■ **Short task**
Reproduce the data starting at the line containing "--target stairwell wall" and ending at the line containing "[[195, 370], [187, 342], [129, 312], [0, 330], [0, 424]]", returning only those lines, requests included. Rescale every coordinate in the answers by 1.55 and round to whole numbers, halves up, leaving the numbers in the requests and their sample outputs unchanged.
--- Data for processing ---
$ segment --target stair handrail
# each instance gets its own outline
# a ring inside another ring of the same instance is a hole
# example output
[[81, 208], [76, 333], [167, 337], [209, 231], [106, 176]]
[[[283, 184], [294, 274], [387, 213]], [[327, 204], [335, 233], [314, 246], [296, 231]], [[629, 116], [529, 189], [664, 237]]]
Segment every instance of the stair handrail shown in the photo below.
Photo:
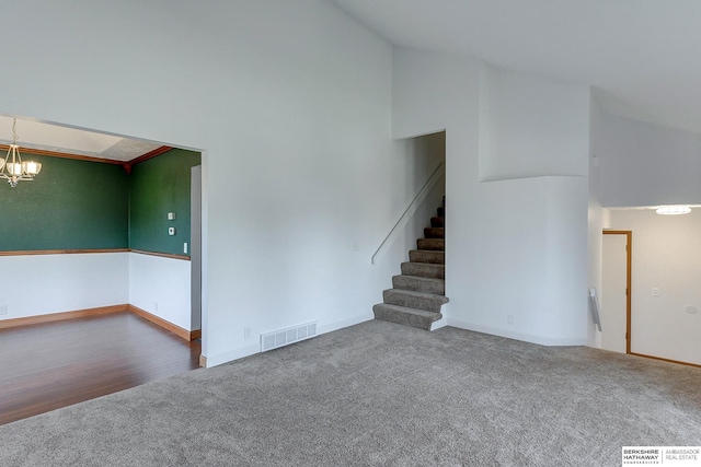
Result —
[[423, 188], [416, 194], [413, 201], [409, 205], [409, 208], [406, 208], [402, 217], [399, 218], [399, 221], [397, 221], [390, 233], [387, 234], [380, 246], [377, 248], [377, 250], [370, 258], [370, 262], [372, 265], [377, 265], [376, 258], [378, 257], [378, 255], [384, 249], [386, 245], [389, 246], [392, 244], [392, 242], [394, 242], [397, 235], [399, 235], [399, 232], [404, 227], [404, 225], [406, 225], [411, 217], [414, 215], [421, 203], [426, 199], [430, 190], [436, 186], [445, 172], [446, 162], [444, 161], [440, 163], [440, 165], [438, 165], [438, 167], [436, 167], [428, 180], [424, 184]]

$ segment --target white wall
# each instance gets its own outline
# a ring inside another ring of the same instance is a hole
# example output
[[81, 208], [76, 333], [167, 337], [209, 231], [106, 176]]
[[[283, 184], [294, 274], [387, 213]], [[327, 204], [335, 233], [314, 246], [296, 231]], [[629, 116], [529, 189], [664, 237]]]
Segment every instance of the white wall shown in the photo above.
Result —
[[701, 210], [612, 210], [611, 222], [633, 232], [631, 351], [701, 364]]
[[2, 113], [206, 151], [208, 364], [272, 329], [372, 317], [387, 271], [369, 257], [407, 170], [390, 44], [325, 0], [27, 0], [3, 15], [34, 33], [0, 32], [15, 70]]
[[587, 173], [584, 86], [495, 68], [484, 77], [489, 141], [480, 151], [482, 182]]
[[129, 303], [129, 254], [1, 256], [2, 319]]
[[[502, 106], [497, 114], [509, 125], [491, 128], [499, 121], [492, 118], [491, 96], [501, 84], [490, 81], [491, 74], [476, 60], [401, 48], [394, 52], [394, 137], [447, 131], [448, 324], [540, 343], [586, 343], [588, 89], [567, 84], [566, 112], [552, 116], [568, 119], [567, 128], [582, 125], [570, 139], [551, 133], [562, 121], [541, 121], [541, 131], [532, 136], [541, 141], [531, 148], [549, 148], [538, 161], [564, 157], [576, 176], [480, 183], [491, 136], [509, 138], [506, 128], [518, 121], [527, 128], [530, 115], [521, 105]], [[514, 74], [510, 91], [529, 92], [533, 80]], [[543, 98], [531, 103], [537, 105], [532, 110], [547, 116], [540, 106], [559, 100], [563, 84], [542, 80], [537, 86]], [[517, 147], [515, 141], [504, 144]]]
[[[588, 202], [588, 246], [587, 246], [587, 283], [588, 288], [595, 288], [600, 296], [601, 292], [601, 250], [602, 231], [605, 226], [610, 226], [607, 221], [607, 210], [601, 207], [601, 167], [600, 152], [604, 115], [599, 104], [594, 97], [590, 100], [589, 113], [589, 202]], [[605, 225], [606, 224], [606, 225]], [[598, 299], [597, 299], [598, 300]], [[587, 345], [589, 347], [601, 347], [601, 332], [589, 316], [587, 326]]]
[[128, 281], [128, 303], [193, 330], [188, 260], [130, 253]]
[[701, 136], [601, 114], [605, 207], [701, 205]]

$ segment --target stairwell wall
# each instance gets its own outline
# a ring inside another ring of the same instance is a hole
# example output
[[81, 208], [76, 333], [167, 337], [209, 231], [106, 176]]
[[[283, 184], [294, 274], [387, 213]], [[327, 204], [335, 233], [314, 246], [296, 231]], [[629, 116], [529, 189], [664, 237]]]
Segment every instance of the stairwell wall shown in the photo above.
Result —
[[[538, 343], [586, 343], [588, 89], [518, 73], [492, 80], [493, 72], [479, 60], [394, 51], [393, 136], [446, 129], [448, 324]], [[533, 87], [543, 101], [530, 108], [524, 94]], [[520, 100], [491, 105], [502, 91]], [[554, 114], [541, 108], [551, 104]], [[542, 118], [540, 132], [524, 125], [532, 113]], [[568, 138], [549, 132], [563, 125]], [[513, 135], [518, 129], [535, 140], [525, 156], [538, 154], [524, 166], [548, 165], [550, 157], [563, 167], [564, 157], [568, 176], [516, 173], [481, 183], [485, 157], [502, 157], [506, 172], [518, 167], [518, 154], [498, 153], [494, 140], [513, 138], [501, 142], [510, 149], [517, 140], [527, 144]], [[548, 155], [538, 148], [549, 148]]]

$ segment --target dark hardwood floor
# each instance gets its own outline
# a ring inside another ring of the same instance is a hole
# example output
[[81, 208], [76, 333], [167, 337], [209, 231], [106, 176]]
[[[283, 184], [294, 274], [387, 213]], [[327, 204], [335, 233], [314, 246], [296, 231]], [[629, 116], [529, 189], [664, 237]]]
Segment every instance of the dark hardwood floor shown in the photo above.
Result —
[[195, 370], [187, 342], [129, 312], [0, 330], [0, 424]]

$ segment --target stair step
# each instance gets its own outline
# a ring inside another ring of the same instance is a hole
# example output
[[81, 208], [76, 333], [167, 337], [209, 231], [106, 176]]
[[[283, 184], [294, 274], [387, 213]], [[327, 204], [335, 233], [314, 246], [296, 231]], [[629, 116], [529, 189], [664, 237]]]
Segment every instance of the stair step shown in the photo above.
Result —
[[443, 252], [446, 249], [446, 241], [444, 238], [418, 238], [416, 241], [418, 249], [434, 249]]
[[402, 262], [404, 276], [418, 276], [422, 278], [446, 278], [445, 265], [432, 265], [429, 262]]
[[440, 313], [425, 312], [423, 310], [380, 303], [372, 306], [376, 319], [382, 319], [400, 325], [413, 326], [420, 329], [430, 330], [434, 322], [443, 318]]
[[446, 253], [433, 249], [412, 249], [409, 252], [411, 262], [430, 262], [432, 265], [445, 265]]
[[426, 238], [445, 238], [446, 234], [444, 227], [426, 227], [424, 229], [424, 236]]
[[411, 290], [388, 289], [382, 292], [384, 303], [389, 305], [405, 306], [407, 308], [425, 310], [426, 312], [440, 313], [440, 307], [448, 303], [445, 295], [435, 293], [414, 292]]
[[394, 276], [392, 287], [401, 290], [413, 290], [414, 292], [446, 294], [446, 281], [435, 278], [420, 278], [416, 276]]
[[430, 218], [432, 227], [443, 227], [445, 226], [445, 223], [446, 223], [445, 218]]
---
--- Data for processing ---
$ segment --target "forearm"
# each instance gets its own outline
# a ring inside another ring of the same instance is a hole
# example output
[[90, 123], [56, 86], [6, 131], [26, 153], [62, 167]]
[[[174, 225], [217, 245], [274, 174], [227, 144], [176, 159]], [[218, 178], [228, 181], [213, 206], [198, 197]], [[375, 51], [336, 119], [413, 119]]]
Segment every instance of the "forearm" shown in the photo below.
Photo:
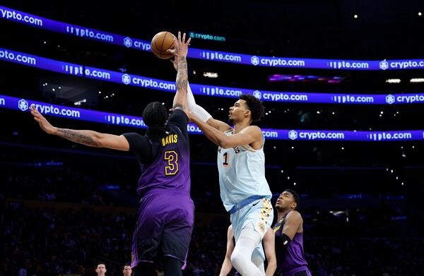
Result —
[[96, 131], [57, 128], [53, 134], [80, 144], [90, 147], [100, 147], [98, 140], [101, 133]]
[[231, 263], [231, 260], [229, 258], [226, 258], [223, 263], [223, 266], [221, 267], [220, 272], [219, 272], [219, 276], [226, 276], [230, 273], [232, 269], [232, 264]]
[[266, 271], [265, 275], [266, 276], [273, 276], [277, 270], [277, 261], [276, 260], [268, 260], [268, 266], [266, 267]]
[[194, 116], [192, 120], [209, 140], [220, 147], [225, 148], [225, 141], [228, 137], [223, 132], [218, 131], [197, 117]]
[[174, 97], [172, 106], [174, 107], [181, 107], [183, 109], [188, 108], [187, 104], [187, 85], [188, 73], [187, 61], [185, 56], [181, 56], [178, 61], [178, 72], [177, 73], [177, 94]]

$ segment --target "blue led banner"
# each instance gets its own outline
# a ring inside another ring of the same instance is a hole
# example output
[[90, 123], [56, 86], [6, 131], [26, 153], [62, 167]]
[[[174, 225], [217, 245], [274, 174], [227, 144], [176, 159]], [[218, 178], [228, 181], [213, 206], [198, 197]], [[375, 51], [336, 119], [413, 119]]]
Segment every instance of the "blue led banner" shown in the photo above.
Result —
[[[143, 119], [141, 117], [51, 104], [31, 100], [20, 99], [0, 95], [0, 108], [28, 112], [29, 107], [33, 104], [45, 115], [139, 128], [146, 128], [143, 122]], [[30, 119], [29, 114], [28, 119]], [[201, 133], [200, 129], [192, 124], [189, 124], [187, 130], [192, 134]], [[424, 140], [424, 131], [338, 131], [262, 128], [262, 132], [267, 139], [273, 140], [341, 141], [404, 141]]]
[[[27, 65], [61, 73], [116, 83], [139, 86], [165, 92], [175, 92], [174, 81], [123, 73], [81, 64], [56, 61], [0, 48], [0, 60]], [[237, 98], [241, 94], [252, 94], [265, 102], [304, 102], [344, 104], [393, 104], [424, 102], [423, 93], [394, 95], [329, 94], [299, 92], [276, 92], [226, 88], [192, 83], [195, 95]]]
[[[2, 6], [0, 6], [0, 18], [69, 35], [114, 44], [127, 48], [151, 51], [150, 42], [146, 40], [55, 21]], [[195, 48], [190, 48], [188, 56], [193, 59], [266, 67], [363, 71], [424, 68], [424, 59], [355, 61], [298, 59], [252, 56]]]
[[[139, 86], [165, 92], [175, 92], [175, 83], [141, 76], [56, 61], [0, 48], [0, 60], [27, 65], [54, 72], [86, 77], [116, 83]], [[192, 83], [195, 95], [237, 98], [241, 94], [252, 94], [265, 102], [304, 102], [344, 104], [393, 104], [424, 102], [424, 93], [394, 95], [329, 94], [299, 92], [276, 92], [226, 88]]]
---
--- Data for processing ---
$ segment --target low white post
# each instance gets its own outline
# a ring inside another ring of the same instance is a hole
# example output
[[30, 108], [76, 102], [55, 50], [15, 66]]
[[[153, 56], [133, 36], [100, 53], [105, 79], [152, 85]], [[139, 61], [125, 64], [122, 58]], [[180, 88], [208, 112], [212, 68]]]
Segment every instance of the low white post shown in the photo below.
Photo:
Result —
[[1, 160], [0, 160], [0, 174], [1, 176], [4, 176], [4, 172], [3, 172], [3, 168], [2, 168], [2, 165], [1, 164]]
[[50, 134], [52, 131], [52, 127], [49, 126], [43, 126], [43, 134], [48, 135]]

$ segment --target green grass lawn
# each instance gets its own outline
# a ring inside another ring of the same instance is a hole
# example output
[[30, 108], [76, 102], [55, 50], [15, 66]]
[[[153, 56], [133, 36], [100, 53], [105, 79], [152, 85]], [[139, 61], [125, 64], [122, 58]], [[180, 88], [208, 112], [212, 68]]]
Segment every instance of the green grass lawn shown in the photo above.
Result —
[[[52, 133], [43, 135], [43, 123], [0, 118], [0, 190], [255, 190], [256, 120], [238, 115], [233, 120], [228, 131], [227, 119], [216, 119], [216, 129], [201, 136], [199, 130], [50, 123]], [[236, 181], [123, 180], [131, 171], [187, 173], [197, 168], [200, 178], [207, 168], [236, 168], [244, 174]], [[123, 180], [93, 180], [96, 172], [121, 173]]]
---
■ **Response**
$ segment --target stairwell wall
# each instance gets its own outline
# a ring inside another ring of the same instance is a hole
# example output
[[81, 208], [76, 333], [167, 337], [209, 231], [106, 176]]
[[[283, 184], [294, 274], [387, 213]], [[327, 204], [335, 233], [314, 246], [296, 231]], [[629, 116], [529, 189], [664, 237]]]
Segment every instance of the stairwell wall shown in the photo above.
Result —
[[[834, 532], [908, 532], [911, 138], [803, 113], [763, 124], [764, 112], [742, 93], [611, 79], [609, 211], [691, 200], [694, 502]], [[826, 135], [842, 157], [822, 167], [812, 146]], [[806, 155], [761, 163], [778, 141]], [[859, 177], [839, 167], [854, 161]], [[840, 183], [837, 205], [812, 194], [825, 175]], [[880, 214], [851, 205], [873, 194]], [[795, 209], [803, 200], [829, 217], [814, 242], [834, 239], [812, 257], [849, 256], [853, 243], [873, 259], [874, 243], [880, 273], [800, 268], [746, 284], [752, 243], [778, 243], [784, 267], [803, 259], [803, 239], [772, 237], [766, 217], [795, 214], [777, 220], [791, 231], [801, 217], [817, 223]], [[849, 240], [834, 229], [851, 229]]]

$ segment --target dark hardwood floor
# each instance gets its own outline
# a ring inside another ring of the same instance is a hole
# example output
[[81, 208], [76, 333], [167, 337], [209, 231], [106, 176]]
[[[283, 184], [294, 274], [387, 213]], [[327, 204], [335, 233], [314, 246], [296, 231]], [[629, 116], [529, 189], [664, 237]]]
Segment every instance of the dark hardwood floor shown in the photo above.
Result —
[[302, 574], [290, 530], [200, 484], [0, 512], [0, 657]]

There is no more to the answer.